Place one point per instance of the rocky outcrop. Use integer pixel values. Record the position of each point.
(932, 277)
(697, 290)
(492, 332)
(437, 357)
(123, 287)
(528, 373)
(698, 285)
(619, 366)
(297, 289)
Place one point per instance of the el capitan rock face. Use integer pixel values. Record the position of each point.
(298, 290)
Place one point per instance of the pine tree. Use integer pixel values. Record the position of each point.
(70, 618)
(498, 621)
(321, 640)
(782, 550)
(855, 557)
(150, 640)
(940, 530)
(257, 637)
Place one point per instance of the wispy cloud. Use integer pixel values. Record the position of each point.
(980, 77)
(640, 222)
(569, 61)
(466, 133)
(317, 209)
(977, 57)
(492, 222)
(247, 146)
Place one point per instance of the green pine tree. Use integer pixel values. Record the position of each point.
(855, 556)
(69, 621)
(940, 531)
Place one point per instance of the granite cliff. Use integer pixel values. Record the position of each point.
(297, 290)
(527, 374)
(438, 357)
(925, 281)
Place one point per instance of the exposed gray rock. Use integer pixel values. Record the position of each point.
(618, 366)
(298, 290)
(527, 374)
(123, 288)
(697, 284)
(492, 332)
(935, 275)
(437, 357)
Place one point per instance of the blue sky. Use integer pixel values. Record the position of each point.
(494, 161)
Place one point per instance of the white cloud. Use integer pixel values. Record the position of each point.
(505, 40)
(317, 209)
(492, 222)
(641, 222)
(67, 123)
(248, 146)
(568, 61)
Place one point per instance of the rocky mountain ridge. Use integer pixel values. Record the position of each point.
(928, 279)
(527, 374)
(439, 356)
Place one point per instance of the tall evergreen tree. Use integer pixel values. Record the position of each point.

┄┄┄┄┄┄

WHAT YOU HAVE TO DO:
Rewrite the data from the line holding "Place one point per instance of the granite" through the end of the data, inclusive, putting "puffy cloud" in place of "white cloud" and changing nothing else.

SOLUTION TO THIS TASK:
Place one point per instance of the granite cliff. Use integer pixel values. Record the position of each point.
(297, 290)
(527, 374)
(438, 357)
(925, 281)
Place one point per instance of the exposed gray rock. Use integer pixel values. Record the position of each point.
(618, 366)
(298, 290)
(527, 374)
(123, 288)
(697, 284)
(492, 332)
(935, 275)
(437, 357)
Place one point per instance of the blue sky. Use integer pixel values. Record the position of each point.
(494, 161)
Place one point per instance of the puffy cloud. Use integer pixel values. Record the position of each point.
(505, 40)
(317, 209)
(492, 222)
(641, 222)
(67, 123)
(248, 146)
(568, 61)
Place one point per instance of the rocky mountain ridge. Use integer pixel values. Record the position of each point.
(928, 279)
(527, 374)
(439, 356)
Place one point per instance of the tall evergreen tree. Use integer pixel values. Record the position of each point.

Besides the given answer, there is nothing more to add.